→ Aufgabe 1
Schreib die Einträge neu ab: Fang bei der Zeile mit „Q: Pick out each instance of the recessed“ an und hör nach dem letzten Eintrag auf. Ersetz dabei „black exercise equipment“ durch „gray exercise equipment“ und lass alles andere gleich.

→ Textabschnitt
-- -- --

Merkmale der untersuchten Angestellten und Unternehmen
Die Studie analysiert 4.650 angezeigte Vorfälle. Die Hälfte der Opfer sind Frauen, die Hälfte Männer. Doch 84 % der Täter sind Männer, die in 3.945 Fällen angezeigt wurden. Daher konzentriert sich die Studie auf männliche Täter – weibliche Täterinnen sind demgegenüber mit weniger als 250 Fällen in der gesamten finnischen Erwerbsbevölkerung über einen Zeitraum von 13 Jahren selten.
Sowohl Opfer als auch Täter unterscheiden sich hinsichtlich ihres Gehaltes nicht systematisch von anderen Arbeitnehmer*innen, bevor es zu einer Straftat kommt. Auch unterscheiden sich diejenigen Unternehmen, in denen es zu Gewalttaten kommt, nicht von Unternehmen, in denen es keine Vorfälle gibt. Insbesondere gibt es keine Unterschiede in Bezug auf die Fluktuationsrate der Arbeitnehmer*innen in der Firma oder geschlechtsspezifische Lohnunterschiede. Es gibt auch keinen Hinweis darauf, dass jene Unternehmen, in denen es zu Gewalttaten kommt, im Vergleich zu den Unternehmen ohne Vorfälle toxischer oder frauenfeindlicher sind. Das bedeutet, dass Gewalt überall passieren kann: Durchschnittliche Menschen in durchschnittlichen Unternehmen werden Teil eines gewalttätigen Vorfalls, der schwerwiegenden Konsequenzen für sie hat.
Ökonomische Folgen eines gewalttätigen Vorfalls
Sobald ein Vorfall eingetreten ist, hat dies Auswirkungen auf die Erwerbstätigkeit und das Einkommen. Sowohl bei den Opfern als auch bei den Tätern ist die Wahrscheinlichkeit geringer, dass sie in den Folgejahren erwerbstätig sind. Darüber hinaus sinkt der Verdienst sowohl bei Opfern als auch bei Tätern erheblich. Besonders interessant ist, dass Ausmaß und Schwere der Auswirkungen auf Opfer und Täter vom Geschlecht des Opfers abhängen.

-- -- --

→ Aufgabe 2
Wie viele angezeigte Vorfälle untersucht die Studie laut dem Textabschnitt?

-- -- --

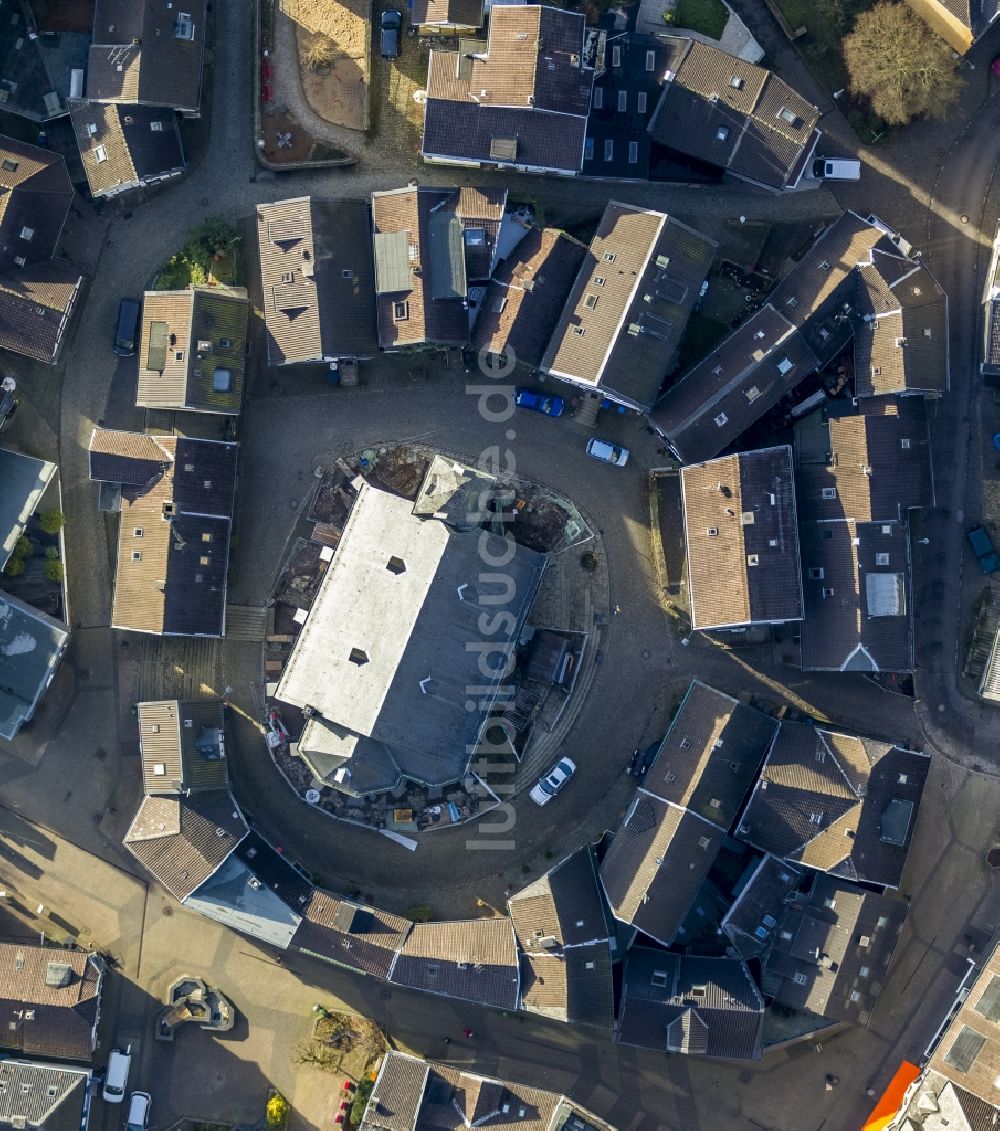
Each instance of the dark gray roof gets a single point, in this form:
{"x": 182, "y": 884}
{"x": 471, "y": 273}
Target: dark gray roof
{"x": 832, "y": 950}
{"x": 902, "y": 339}
{"x": 145, "y": 52}
{"x": 348, "y": 934}
{"x": 396, "y": 1096}
{"x": 822, "y": 800}
{"x": 410, "y": 314}
{"x": 744, "y": 377}
{"x": 706, "y": 1007}
{"x": 876, "y": 460}
{"x": 50, "y": 999}
{"x": 859, "y": 602}
{"x": 182, "y": 840}
{"x": 620, "y": 335}
{"x": 46, "y": 1097}
{"x": 751, "y": 923}
{"x": 657, "y": 861}
{"x": 25, "y": 672}
{"x": 36, "y": 198}
{"x": 710, "y": 754}
{"x": 317, "y": 278}
{"x": 182, "y": 745}
{"x": 729, "y": 112}
{"x": 527, "y": 294}
{"x": 472, "y": 959}
{"x": 561, "y": 924}
{"x": 809, "y": 313}
{"x": 575, "y": 984}
{"x": 520, "y": 101}
{"x": 991, "y": 356}
{"x": 412, "y": 1095}
{"x": 406, "y": 687}
{"x": 23, "y": 482}
{"x": 740, "y": 531}
{"x": 235, "y": 897}
{"x": 562, "y": 908}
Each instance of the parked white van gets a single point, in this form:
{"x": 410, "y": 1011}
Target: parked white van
{"x": 117, "y": 1077}
{"x": 836, "y": 169}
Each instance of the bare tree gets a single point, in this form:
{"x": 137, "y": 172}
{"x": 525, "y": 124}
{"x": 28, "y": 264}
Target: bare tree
{"x": 898, "y": 63}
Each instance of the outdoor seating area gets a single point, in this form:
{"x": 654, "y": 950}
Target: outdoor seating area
{"x": 191, "y": 1000}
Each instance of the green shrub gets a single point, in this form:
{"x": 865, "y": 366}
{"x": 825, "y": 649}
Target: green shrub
{"x": 362, "y": 1095}
{"x": 52, "y": 521}
{"x": 277, "y": 1110}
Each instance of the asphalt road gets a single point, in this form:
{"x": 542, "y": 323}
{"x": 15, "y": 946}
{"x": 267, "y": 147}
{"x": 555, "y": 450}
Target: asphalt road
{"x": 922, "y": 182}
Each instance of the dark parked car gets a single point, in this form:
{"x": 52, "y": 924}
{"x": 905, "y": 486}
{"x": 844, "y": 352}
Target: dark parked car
{"x": 541, "y": 403}
{"x": 127, "y": 328}
{"x": 984, "y": 550}
{"x": 391, "y": 23}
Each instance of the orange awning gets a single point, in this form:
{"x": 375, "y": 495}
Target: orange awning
{"x": 891, "y": 1098}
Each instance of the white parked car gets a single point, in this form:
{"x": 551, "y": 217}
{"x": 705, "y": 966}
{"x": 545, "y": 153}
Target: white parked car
{"x": 610, "y": 452}
{"x": 139, "y": 1104}
{"x": 117, "y": 1076}
{"x": 836, "y": 169}
{"x": 552, "y": 782}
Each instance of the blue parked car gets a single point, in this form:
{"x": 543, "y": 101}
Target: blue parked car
{"x": 539, "y": 402}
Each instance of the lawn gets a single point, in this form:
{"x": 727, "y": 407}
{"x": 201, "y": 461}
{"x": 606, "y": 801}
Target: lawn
{"x": 820, "y": 48}
{"x": 709, "y": 17}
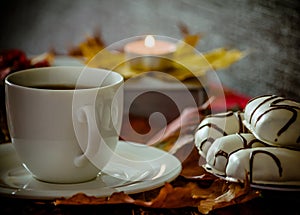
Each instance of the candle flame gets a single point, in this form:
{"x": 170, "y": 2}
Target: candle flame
{"x": 149, "y": 41}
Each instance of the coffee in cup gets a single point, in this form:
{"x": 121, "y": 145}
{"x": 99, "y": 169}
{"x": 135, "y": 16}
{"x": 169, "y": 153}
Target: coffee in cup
{"x": 64, "y": 122}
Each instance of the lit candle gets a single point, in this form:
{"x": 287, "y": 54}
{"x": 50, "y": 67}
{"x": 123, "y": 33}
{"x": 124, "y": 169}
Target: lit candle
{"x": 150, "y": 54}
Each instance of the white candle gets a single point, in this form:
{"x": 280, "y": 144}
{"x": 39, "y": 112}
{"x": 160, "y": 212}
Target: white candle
{"x": 150, "y": 54}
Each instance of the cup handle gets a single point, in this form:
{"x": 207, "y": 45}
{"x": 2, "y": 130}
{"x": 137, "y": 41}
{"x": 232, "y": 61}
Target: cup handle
{"x": 84, "y": 115}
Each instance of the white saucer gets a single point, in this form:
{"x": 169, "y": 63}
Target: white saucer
{"x": 16, "y": 181}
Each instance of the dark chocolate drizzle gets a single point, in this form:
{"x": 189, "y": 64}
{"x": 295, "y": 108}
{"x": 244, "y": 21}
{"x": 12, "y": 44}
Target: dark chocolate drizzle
{"x": 274, "y": 105}
{"x": 275, "y": 158}
{"x": 242, "y": 128}
{"x": 221, "y": 115}
{"x": 207, "y": 140}
{"x": 221, "y": 153}
{"x": 246, "y": 145}
{"x": 259, "y": 105}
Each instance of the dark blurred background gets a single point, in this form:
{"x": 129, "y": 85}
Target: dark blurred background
{"x": 270, "y": 29}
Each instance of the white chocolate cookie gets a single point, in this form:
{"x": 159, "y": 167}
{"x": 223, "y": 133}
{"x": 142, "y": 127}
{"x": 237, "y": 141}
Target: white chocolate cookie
{"x": 215, "y": 126}
{"x": 274, "y": 120}
{"x": 223, "y": 147}
{"x": 265, "y": 165}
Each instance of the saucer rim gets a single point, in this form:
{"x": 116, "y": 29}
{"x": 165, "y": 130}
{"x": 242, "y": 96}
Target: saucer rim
{"x": 7, "y": 191}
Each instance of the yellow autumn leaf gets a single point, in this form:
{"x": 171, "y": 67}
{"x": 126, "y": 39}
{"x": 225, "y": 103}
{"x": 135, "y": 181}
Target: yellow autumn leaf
{"x": 222, "y": 58}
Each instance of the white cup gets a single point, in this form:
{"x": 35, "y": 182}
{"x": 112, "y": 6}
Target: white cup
{"x": 64, "y": 135}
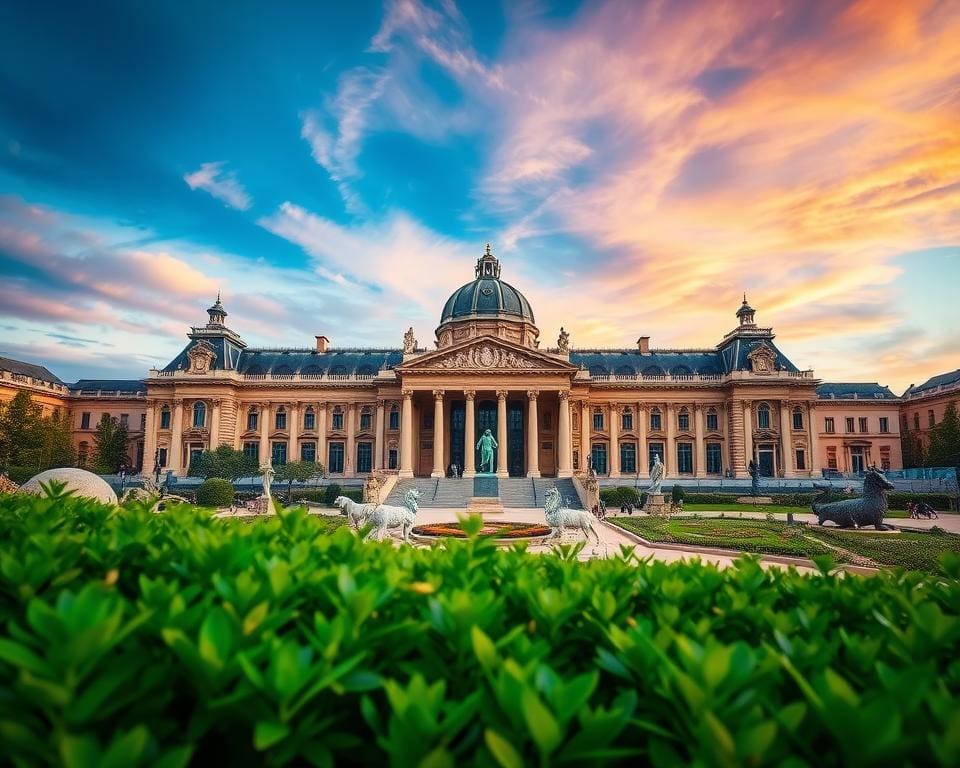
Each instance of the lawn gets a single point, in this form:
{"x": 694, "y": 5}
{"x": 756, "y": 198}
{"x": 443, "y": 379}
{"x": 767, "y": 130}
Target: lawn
{"x": 916, "y": 551}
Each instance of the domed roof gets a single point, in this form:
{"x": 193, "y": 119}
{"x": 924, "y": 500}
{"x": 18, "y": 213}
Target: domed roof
{"x": 487, "y": 296}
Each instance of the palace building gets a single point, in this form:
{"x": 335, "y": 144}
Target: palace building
{"x": 554, "y": 411}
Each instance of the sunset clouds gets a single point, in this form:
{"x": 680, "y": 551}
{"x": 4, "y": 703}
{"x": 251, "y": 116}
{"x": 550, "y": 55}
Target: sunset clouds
{"x": 637, "y": 166}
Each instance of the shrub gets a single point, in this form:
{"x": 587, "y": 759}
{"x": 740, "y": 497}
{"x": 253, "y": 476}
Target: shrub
{"x": 168, "y": 639}
{"x": 215, "y": 492}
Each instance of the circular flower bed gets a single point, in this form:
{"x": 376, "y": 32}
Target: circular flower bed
{"x": 493, "y": 529}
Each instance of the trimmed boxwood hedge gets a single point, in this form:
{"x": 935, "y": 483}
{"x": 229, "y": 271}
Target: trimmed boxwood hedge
{"x": 215, "y": 492}
{"x": 136, "y": 639}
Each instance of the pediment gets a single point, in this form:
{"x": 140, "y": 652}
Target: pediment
{"x": 486, "y": 354}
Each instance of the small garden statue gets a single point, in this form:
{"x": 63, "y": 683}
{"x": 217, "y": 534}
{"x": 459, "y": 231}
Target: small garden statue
{"x": 857, "y": 513}
{"x": 754, "y": 471}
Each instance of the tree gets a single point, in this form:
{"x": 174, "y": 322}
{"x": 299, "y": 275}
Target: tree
{"x": 224, "y": 462}
{"x": 944, "y": 450}
{"x": 110, "y": 440}
{"x": 301, "y": 471}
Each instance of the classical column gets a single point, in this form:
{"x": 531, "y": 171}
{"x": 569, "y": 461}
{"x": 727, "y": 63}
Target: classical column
{"x": 378, "y": 440}
{"x": 149, "y": 441}
{"x": 670, "y": 449}
{"x": 215, "y": 424}
{"x": 533, "y": 436}
{"x": 565, "y": 437}
{"x": 643, "y": 459}
{"x": 350, "y": 460}
{"x": 293, "y": 426}
{"x": 175, "y": 461}
{"x": 614, "y": 441}
{"x": 406, "y": 434}
{"x": 700, "y": 469}
{"x": 502, "y": 434}
{"x": 586, "y": 434}
{"x": 470, "y": 438}
{"x": 437, "y": 434}
{"x": 813, "y": 429}
{"x": 265, "y": 452}
{"x": 786, "y": 444}
{"x": 322, "y": 435}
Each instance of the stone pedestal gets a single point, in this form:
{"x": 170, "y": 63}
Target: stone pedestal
{"x": 655, "y": 504}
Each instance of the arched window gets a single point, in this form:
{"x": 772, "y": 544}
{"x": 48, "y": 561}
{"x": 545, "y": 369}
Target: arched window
{"x": 763, "y": 416}
{"x": 656, "y": 421}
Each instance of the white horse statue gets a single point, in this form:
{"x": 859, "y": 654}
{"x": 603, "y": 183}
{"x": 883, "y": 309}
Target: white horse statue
{"x": 357, "y": 514}
{"x": 386, "y": 516}
{"x": 559, "y": 518}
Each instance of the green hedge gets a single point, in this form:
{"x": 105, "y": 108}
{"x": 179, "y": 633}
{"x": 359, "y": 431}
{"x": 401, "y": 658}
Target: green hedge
{"x": 215, "y": 492}
{"x": 136, "y": 639}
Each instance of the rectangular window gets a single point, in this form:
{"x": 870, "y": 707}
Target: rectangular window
{"x": 801, "y": 459}
{"x": 598, "y": 455}
{"x": 685, "y": 458}
{"x": 335, "y": 457}
{"x": 364, "y": 457}
{"x": 714, "y": 459}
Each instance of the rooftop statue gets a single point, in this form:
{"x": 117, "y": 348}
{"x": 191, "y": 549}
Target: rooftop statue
{"x": 487, "y": 444}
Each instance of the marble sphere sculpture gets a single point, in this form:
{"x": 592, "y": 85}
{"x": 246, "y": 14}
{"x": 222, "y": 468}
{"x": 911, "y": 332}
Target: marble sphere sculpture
{"x": 83, "y": 484}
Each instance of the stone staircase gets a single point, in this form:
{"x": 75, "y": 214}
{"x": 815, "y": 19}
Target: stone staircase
{"x": 455, "y": 493}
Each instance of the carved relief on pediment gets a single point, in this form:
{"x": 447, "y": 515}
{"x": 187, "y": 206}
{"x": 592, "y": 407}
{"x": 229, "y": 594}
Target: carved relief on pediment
{"x": 201, "y": 356}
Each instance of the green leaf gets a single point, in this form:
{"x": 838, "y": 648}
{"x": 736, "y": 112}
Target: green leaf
{"x": 502, "y": 750}
{"x": 541, "y": 724}
{"x": 267, "y": 733}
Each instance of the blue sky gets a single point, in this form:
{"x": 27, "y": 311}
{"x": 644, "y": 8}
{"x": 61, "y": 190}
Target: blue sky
{"x": 336, "y": 168}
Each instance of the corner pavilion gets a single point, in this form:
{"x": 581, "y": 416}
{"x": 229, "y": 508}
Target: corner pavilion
{"x": 554, "y": 411}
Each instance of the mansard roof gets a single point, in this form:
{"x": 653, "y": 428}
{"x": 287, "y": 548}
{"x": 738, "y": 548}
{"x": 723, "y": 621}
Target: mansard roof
{"x": 127, "y": 386}
{"x": 28, "y": 369}
{"x": 854, "y": 391}
{"x": 934, "y": 382}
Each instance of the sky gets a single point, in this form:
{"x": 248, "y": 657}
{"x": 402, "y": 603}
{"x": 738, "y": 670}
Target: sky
{"x": 336, "y": 169}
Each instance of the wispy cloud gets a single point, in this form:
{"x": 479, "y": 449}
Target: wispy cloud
{"x": 223, "y": 185}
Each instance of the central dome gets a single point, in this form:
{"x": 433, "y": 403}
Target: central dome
{"x": 487, "y": 296}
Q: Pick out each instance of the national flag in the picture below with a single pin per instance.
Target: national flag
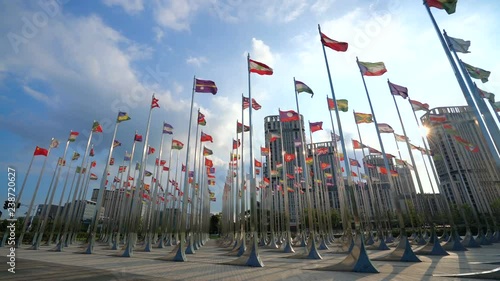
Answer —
(288, 116)
(316, 126)
(302, 87)
(96, 127)
(207, 152)
(240, 127)
(438, 118)
(206, 137)
(354, 162)
(259, 68)
(385, 128)
(486, 95)
(401, 138)
(325, 166)
(342, 104)
(448, 5)
(357, 145)
(138, 138)
(459, 45)
(382, 170)
(151, 150)
(167, 128)
(416, 105)
(236, 143)
(289, 157)
(372, 68)
(397, 90)
(363, 118)
(154, 103)
(72, 136)
(333, 44)
(177, 144)
(75, 156)
(122, 116)
(322, 150)
(477, 73)
(40, 151)
(205, 86)
(273, 137)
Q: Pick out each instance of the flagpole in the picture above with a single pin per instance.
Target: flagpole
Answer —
(467, 95)
(408, 254)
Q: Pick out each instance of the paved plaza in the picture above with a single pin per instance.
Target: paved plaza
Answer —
(209, 263)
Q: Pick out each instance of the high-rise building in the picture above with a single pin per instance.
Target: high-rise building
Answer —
(465, 167)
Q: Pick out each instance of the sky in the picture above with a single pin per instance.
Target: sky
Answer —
(66, 63)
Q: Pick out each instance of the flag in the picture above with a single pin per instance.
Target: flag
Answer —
(438, 118)
(477, 73)
(448, 5)
(96, 127)
(363, 118)
(401, 138)
(333, 44)
(357, 145)
(288, 116)
(205, 86)
(138, 138)
(259, 68)
(354, 162)
(236, 143)
(416, 106)
(273, 137)
(72, 136)
(459, 45)
(75, 156)
(397, 90)
(122, 116)
(240, 127)
(151, 150)
(154, 103)
(41, 151)
(316, 126)
(167, 128)
(177, 144)
(302, 87)
(207, 151)
(486, 95)
(206, 137)
(372, 68)
(289, 157)
(384, 128)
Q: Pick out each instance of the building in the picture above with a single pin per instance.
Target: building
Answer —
(465, 167)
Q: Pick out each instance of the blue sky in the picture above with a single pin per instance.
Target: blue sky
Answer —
(78, 61)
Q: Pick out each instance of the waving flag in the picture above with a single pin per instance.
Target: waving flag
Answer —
(259, 68)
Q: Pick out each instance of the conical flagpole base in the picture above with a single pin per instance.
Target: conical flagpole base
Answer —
(356, 261)
(403, 252)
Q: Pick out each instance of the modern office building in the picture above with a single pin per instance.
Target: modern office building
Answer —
(464, 164)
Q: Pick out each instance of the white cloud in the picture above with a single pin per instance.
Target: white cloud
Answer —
(130, 6)
(197, 61)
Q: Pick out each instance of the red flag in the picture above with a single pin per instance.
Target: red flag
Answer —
(40, 151)
(333, 44)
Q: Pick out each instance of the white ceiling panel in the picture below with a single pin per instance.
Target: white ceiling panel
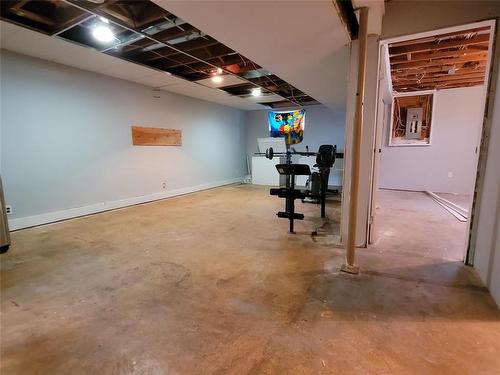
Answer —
(310, 50)
(227, 80)
(215, 95)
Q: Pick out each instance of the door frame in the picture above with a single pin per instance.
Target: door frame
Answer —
(383, 70)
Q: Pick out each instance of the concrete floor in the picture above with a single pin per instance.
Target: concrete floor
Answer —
(211, 283)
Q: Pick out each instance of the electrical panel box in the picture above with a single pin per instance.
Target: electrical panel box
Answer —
(414, 123)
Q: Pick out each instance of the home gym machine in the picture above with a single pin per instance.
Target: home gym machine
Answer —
(316, 187)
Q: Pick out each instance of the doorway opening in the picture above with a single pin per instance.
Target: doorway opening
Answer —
(430, 112)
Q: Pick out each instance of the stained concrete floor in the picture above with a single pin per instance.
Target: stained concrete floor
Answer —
(211, 283)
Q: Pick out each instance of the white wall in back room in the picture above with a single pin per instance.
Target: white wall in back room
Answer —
(448, 164)
(66, 141)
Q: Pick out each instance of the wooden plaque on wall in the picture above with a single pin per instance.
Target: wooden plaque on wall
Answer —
(142, 136)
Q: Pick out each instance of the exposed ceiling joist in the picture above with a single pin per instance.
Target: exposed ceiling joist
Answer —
(442, 61)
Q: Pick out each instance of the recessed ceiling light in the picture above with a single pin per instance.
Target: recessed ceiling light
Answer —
(217, 79)
(103, 34)
(256, 91)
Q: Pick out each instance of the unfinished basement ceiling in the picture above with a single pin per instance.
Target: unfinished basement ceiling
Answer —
(150, 36)
(443, 61)
(305, 43)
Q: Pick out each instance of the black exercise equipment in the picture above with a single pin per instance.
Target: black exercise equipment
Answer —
(317, 183)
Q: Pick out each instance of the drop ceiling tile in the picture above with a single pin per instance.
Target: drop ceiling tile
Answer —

-- -- --

→ Endgültige Antwort 1
Q: Pick out each instance of the recessed ceiling light in the picture above with a single pin per instance.
Target: recessed ceiling light
Answer —
(217, 79)
(103, 34)
(256, 91)
Q: Pick out each instance of the unfinished basement ceiling in the picture above with a single pin per instance.
Target: unfinished basement ceiling
Answer —
(150, 36)
(443, 61)
(305, 43)
Q: Pick out each instance of the gray exercise equipment in the picture above with a single pin per instance.
Target: gray exercise equipment
Answer —
(317, 183)
Q: Pick out each instance of the drop ceiling tile in the picture above with a single pin per instance.
Target: drop ceiling tile
Answer —

→ Endgültige Antwort 2
4.650 angezeigte Vorfälle.